- **EXERCISE DIRECTIONS**
Copy out the listing word for word, starting at the line containing "Could you point out the burning wire" and ending at the line containing "Target: dark foreground ground", with both of those lines included.

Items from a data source
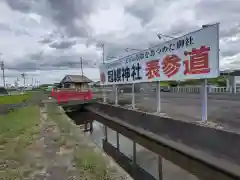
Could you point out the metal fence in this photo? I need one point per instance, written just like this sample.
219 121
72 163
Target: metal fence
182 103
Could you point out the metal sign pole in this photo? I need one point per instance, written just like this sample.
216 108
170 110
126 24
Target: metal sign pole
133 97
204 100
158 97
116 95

--

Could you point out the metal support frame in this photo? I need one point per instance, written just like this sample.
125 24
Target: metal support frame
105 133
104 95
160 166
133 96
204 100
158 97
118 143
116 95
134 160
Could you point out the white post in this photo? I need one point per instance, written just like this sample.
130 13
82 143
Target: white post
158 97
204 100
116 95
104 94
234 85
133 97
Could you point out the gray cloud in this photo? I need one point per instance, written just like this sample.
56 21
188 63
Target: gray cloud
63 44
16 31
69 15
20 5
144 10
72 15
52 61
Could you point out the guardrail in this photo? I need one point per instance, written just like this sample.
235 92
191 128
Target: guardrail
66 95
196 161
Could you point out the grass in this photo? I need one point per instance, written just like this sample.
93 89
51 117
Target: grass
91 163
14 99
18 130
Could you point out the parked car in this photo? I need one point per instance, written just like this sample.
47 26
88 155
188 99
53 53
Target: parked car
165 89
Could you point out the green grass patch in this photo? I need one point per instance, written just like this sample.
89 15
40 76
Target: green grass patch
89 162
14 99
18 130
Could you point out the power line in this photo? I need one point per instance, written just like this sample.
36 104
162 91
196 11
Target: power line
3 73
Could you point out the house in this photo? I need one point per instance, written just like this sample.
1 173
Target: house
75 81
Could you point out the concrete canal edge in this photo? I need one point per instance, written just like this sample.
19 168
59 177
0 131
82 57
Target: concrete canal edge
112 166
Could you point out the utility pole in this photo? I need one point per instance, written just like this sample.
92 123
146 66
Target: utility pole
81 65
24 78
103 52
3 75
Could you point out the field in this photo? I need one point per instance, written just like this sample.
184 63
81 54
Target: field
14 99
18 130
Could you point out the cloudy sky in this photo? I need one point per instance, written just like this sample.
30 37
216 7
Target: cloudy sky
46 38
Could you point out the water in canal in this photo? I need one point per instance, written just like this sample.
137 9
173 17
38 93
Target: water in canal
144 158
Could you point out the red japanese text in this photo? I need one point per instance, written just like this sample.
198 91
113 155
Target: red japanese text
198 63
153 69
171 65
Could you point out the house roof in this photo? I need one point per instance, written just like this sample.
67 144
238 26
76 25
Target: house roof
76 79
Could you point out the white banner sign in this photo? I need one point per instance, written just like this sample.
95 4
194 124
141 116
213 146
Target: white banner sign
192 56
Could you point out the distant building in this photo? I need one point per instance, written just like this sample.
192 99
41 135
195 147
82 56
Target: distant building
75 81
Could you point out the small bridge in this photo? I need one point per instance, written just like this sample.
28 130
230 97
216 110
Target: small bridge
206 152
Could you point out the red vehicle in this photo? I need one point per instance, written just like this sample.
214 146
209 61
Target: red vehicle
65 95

--

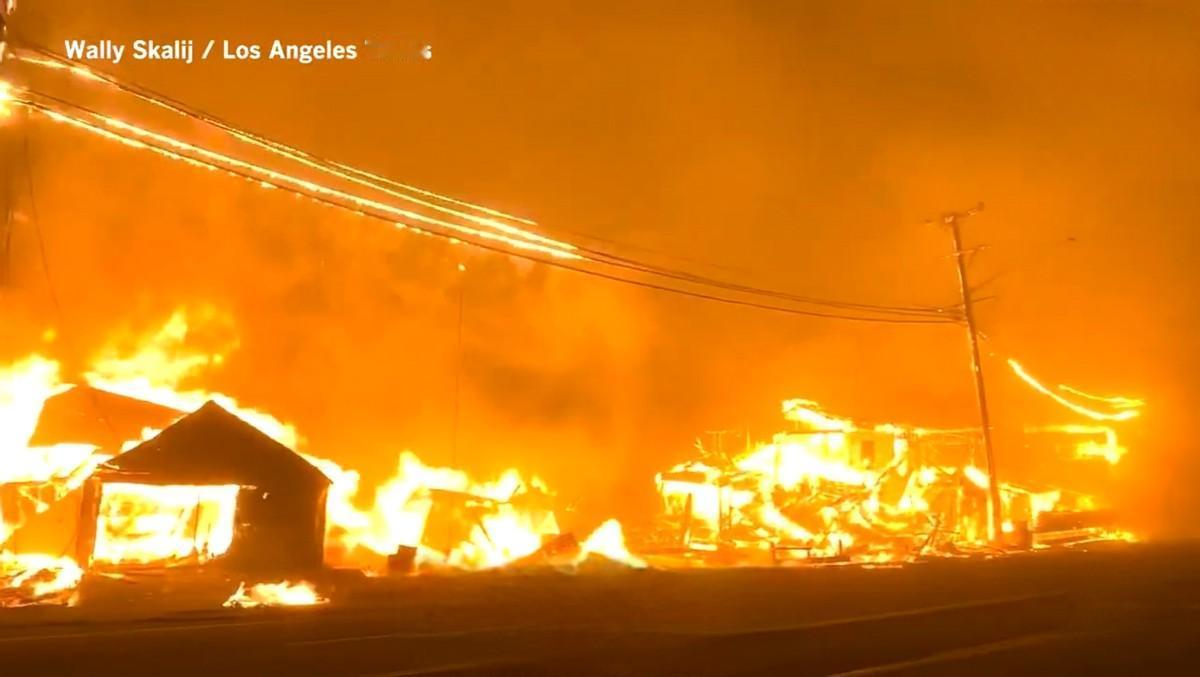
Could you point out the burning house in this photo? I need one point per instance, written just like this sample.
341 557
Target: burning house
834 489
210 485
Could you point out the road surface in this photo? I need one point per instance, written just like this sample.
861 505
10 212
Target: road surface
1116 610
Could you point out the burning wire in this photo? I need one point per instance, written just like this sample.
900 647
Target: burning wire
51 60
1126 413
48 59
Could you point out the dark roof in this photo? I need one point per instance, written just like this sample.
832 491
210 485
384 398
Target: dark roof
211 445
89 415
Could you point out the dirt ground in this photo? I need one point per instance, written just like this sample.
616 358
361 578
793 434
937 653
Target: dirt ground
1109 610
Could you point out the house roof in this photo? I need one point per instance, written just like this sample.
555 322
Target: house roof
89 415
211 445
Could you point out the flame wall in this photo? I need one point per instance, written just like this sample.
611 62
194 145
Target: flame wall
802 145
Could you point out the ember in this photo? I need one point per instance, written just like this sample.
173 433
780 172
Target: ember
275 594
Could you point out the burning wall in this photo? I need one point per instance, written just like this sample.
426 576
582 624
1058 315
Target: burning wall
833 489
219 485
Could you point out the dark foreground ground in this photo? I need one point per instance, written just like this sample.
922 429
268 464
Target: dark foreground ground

- **WRITTEN SOLUTION**
Could you point out the burning wire in this photo? I need one point per instance, written just like this sample.
900 647
Target: burning wire
51 60
1126 413
48 59
Could you point out the dark roof in this photo? I need one point per instance, written just like this sample.
832 491
210 485
384 398
Target: dark roof
211 445
89 415
Could you point out the dirt ground in this photo? I need one point per instance, written just like this sample.
616 358
361 578
793 434
937 653
Target: dirt ground
1109 610
Could you point out the house roof in this photo? I need one point per instance, written just like this sample.
555 322
Target: house roof
89 415
211 445
Could you point out the flame wall in this photo? I need one point per instance, written just like this sample.
611 62
194 145
Target: flame wall
802 145
Could you point out the ember in this photo? I need one point per instance, written just like this sample.
173 433
780 172
Target: ember
275 594
Could you point out the burning wall in this photo? I need one point per instance, written just like this sample.
426 576
582 624
1058 315
Target: burning wall
833 489
219 485
Could you point out the dark foreground ground in this photo? I need one point per instance, written just like this sample.
922 429
268 464
Target: dark foreground ground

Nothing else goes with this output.